◆ **DIRECTIONS**
Pull every line with "roof" from the data below and copy it.

Collected data entries
........

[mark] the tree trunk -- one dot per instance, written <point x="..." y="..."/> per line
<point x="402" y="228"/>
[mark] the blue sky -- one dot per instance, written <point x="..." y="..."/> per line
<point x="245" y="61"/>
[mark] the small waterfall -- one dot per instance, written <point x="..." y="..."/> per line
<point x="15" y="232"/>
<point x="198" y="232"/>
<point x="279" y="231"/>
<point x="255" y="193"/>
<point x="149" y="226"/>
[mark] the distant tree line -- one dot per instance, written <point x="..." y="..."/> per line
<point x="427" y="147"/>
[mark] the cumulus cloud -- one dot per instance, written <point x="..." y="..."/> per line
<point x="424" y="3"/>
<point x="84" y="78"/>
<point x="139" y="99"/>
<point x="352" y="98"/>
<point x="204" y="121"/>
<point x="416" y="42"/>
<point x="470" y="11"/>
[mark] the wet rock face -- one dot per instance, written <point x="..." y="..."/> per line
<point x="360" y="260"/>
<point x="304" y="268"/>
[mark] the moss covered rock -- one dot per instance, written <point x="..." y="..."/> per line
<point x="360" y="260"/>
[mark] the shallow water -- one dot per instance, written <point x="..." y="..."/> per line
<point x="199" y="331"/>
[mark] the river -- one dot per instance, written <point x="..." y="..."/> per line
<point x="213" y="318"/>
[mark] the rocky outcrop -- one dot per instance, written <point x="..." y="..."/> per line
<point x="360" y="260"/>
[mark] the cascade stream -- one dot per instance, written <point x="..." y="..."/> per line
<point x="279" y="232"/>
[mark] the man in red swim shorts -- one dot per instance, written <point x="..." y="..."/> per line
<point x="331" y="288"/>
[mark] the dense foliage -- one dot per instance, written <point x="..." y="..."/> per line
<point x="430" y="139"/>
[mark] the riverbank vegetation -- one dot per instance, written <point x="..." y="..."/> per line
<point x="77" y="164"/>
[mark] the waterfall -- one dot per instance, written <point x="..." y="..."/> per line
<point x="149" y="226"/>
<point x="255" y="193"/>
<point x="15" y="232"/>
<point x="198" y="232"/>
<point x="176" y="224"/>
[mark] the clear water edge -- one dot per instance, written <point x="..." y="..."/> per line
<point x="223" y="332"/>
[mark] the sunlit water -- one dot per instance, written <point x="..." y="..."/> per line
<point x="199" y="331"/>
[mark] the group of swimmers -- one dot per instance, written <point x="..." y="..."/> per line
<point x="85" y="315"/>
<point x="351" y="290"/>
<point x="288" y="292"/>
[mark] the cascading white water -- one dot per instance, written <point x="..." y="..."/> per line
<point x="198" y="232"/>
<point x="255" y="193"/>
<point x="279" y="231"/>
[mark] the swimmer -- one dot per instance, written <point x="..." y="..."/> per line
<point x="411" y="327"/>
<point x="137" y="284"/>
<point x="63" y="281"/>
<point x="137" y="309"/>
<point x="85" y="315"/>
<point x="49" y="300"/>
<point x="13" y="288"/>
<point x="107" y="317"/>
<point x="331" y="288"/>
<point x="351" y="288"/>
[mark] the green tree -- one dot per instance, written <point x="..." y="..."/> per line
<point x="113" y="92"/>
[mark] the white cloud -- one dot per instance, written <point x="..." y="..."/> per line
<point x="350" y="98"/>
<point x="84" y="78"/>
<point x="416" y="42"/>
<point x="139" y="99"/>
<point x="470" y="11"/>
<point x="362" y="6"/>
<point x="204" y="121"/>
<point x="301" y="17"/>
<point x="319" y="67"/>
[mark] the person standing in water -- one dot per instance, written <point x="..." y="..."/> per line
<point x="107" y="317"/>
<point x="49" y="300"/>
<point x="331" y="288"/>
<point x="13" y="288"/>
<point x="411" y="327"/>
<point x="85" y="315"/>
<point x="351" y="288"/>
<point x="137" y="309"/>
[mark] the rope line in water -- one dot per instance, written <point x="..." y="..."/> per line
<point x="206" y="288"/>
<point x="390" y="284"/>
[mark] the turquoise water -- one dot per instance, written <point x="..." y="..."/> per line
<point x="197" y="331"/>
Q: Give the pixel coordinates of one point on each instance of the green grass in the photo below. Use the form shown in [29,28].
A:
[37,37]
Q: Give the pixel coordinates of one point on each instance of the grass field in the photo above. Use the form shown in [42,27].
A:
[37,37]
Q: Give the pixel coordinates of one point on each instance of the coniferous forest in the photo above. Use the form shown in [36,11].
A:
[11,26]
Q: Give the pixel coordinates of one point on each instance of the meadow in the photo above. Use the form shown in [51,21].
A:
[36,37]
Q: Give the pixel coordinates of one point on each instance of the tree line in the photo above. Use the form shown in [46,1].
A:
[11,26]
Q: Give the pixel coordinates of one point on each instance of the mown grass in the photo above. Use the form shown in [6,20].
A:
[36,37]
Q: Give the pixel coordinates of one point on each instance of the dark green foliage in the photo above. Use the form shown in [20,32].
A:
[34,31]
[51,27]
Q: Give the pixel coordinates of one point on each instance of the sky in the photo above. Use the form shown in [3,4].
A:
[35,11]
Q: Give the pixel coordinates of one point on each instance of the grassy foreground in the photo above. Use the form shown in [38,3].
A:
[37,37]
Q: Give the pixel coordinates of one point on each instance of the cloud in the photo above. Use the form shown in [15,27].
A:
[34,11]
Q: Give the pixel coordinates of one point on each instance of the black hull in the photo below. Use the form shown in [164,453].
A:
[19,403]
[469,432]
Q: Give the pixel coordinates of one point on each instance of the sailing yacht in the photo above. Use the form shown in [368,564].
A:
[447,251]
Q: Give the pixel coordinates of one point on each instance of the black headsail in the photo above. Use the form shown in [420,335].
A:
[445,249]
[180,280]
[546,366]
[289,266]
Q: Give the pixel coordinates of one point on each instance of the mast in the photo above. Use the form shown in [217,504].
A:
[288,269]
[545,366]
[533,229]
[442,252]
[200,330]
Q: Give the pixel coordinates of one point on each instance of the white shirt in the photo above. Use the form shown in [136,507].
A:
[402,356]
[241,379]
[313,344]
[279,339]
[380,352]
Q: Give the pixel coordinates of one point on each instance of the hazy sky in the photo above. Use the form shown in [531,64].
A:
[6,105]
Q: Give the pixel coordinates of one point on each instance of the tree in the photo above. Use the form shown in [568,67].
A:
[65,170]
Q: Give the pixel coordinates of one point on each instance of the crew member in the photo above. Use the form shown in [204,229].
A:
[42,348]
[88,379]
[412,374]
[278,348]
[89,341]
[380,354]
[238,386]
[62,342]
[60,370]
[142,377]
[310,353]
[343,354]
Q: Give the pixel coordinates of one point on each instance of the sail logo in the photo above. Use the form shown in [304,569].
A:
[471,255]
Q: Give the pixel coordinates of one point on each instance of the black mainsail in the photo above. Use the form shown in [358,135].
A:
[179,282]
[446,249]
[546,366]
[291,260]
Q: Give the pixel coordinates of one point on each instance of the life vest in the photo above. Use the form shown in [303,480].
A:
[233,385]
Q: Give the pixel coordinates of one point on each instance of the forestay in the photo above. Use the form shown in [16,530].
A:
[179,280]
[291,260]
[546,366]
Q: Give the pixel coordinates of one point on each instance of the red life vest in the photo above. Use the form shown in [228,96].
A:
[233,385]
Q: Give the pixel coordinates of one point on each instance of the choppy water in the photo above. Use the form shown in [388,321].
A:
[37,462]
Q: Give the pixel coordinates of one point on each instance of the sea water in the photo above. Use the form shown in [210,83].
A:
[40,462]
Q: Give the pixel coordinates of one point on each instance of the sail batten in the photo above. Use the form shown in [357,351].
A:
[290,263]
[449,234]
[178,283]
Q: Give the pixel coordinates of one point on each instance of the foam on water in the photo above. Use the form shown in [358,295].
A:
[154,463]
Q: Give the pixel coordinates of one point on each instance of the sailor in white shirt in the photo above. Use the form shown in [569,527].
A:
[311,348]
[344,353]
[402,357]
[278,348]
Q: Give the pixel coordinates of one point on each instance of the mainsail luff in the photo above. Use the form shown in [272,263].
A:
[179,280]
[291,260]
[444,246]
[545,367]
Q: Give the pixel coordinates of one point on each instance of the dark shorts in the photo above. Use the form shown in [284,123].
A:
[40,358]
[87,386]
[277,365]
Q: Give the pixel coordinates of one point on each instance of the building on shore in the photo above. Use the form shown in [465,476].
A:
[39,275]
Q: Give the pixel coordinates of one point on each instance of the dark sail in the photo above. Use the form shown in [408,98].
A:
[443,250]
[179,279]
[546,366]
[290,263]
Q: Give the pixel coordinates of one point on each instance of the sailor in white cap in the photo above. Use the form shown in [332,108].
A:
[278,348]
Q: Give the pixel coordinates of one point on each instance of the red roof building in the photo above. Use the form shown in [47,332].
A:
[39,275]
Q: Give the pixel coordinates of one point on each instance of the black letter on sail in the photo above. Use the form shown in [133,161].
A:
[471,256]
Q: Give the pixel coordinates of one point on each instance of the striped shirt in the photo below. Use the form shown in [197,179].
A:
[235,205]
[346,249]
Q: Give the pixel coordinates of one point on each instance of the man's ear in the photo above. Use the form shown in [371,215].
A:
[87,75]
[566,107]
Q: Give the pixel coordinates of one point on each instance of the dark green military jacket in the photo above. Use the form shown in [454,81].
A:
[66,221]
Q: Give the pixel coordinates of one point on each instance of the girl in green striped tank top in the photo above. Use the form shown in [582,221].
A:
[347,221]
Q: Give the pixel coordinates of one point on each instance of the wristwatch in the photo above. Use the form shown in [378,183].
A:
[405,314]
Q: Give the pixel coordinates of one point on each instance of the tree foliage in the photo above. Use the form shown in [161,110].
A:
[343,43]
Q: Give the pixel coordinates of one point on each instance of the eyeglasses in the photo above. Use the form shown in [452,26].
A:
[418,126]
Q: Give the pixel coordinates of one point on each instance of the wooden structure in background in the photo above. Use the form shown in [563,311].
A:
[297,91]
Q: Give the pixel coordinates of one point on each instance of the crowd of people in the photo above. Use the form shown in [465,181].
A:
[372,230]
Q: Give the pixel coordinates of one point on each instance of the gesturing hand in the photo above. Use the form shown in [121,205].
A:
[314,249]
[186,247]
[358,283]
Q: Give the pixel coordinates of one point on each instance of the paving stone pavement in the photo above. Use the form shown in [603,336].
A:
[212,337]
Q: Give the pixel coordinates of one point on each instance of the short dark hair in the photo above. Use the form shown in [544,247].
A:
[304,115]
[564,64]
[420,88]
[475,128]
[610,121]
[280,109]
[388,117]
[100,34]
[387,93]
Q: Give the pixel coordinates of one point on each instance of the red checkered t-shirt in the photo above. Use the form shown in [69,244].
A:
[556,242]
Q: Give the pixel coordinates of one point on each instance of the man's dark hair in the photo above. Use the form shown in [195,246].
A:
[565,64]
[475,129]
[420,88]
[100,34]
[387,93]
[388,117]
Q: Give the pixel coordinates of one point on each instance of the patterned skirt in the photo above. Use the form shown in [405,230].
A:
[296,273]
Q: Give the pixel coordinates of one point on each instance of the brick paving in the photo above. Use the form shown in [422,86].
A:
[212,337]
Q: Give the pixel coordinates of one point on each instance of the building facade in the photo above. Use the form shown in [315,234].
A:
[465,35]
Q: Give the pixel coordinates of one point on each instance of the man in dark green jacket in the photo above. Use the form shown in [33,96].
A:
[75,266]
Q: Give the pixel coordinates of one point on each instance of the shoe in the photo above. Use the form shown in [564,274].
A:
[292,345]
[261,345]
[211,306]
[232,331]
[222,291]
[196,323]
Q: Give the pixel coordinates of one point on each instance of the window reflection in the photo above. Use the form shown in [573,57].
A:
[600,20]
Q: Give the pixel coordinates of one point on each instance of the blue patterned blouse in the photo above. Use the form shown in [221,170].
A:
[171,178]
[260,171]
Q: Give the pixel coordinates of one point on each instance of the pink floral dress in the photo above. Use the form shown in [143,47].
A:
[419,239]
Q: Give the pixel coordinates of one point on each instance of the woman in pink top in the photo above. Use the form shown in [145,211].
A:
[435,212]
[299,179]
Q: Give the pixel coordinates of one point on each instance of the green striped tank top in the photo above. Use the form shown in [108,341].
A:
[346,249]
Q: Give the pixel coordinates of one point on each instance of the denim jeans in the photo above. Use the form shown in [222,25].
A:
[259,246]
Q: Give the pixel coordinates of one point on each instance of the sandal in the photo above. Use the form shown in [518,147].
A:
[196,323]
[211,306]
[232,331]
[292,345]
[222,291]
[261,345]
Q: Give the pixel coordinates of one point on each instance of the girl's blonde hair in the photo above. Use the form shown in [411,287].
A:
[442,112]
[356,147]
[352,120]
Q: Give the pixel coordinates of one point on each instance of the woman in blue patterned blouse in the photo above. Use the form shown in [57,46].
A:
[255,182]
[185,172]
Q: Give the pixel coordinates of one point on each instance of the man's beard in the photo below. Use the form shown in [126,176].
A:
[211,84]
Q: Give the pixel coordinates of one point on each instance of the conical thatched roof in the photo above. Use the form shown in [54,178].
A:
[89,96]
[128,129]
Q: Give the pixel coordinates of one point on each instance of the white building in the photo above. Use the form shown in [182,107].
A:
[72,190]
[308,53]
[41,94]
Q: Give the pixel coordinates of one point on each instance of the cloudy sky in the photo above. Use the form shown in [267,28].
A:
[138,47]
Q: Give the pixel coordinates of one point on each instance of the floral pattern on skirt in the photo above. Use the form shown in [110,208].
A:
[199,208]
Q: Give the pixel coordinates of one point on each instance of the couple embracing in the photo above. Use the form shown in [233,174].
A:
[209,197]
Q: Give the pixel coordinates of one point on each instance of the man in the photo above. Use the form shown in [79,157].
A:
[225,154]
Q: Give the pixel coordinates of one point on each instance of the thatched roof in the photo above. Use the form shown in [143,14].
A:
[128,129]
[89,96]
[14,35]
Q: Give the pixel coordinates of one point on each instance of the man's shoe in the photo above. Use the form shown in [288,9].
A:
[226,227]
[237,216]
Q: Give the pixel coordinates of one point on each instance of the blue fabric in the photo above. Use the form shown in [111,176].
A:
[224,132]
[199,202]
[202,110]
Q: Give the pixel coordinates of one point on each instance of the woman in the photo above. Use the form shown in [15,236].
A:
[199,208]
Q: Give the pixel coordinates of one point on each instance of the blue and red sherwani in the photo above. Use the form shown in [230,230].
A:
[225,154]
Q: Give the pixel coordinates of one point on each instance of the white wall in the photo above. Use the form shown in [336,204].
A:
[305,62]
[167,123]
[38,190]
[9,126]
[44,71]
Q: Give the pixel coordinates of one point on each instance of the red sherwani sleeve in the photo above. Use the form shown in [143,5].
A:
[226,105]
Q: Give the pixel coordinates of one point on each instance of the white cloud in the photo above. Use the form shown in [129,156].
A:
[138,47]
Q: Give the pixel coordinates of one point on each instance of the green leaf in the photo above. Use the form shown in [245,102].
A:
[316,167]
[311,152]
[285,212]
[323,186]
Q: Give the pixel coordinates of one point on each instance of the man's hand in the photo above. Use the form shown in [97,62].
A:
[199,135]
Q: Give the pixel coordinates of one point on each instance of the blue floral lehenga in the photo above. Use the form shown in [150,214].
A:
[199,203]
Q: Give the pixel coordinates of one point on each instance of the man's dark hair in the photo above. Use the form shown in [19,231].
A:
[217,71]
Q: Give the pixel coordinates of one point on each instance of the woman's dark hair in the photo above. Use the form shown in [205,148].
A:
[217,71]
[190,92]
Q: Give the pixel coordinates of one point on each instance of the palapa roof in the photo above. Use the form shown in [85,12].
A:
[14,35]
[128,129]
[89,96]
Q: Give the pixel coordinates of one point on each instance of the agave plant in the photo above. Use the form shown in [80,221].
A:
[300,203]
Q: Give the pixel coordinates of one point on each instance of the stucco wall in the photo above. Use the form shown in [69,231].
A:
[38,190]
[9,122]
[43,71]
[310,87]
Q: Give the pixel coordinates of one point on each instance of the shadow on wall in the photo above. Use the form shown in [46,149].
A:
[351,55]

........

◆ **RESPONSE TO THIS TASK**
Q: Give the pixel coordinates of one point on each instance of the red roof building in the photo above. Use the form shown in [47,332].
Q: Give the pixel coordinates of one point on each instance of the conical thatched roof in the photo above. Use the form shown in [54,178].
Q: Give the pixel coordinates of one point on each instance of the thatched roof in the photo above. Use the form shown in [143,14].
Q: Give the pixel coordinates of one point on each instance of the palapa roof in the photo above. Use the form shown in [85,12].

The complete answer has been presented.